State how many lines in the material below contain the string "bowl", giving only the number.

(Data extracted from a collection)
········
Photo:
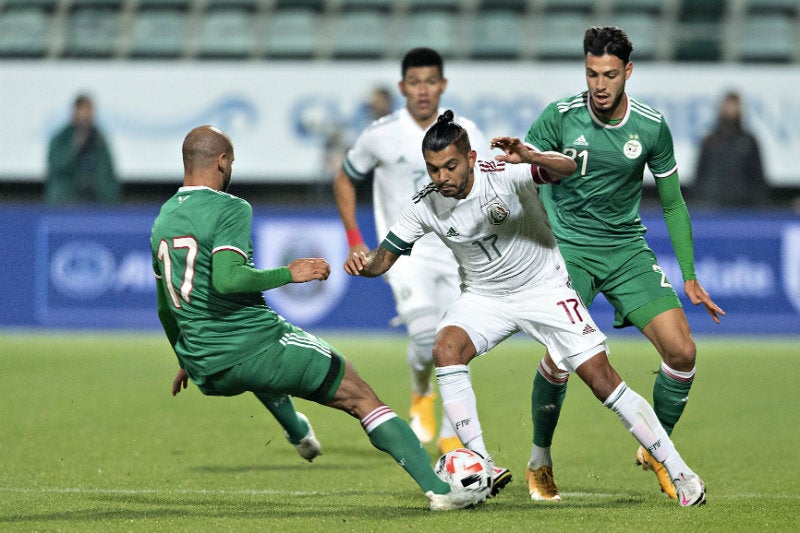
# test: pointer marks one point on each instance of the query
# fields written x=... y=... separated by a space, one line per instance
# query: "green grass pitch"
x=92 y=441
········
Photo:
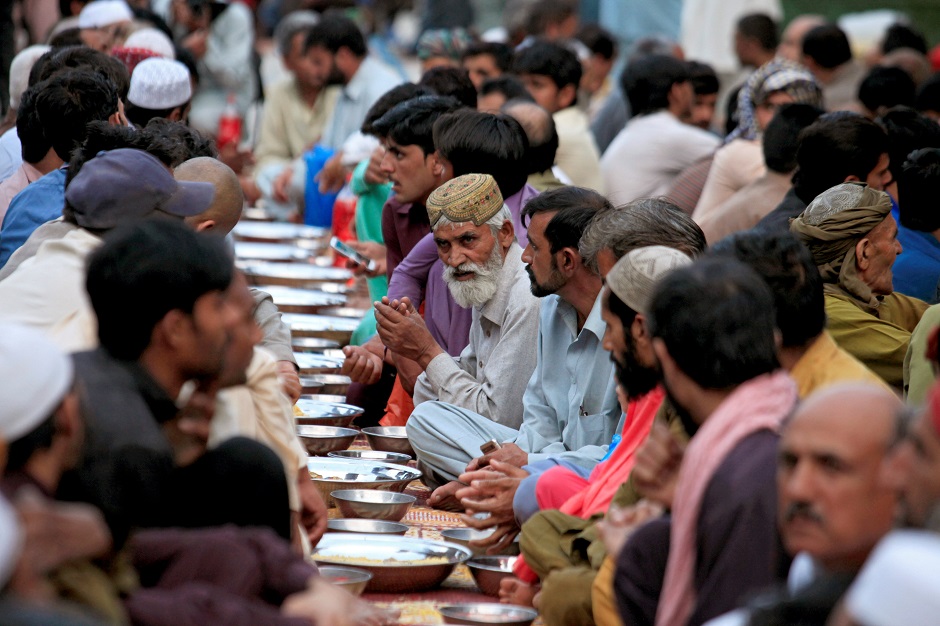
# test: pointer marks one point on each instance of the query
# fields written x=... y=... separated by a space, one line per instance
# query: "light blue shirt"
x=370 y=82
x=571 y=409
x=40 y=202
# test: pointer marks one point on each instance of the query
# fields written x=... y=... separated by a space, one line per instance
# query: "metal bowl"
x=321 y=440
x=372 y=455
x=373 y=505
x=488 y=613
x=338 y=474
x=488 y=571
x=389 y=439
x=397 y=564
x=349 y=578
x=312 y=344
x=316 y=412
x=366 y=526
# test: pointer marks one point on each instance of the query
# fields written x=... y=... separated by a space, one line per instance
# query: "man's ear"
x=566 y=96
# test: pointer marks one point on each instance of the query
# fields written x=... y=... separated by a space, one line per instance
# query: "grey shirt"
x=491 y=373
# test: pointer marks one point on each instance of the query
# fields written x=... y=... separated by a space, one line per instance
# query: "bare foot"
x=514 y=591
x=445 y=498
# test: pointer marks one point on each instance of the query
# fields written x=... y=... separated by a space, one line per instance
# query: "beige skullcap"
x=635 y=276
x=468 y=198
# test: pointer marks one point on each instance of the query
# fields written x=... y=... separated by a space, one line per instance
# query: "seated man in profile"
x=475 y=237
········
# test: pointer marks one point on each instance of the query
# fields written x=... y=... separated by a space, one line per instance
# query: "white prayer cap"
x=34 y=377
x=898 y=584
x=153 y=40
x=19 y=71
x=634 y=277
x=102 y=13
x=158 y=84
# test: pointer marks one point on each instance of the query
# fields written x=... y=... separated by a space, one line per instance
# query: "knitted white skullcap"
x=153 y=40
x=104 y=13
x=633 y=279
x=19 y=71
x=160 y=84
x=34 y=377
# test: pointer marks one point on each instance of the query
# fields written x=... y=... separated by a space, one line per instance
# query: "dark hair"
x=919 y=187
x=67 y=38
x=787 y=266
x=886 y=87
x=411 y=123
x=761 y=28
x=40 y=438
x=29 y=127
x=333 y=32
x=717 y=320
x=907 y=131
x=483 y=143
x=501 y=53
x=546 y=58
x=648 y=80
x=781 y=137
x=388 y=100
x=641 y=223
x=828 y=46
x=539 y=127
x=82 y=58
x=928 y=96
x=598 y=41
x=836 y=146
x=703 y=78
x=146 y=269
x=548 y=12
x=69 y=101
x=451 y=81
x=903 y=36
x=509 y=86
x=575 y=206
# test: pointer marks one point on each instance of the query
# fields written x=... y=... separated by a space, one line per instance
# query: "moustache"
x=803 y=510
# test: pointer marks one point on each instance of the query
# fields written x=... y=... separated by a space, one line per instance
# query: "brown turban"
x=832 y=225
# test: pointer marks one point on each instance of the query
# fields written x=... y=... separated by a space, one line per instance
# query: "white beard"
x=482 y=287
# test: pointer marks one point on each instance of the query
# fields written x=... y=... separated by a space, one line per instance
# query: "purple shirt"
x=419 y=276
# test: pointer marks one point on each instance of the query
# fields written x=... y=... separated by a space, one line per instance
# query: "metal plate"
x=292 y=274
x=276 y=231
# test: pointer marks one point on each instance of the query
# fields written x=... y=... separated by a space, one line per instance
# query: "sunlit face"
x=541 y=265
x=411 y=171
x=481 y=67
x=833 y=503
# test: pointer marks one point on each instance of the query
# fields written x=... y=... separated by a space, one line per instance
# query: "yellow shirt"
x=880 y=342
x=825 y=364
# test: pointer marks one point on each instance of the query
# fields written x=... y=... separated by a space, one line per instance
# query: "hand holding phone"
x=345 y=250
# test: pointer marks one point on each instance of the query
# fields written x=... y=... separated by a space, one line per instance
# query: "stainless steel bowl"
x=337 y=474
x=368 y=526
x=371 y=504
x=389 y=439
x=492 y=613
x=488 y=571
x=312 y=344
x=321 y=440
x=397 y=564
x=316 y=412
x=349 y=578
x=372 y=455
········
Output for this exercise:
2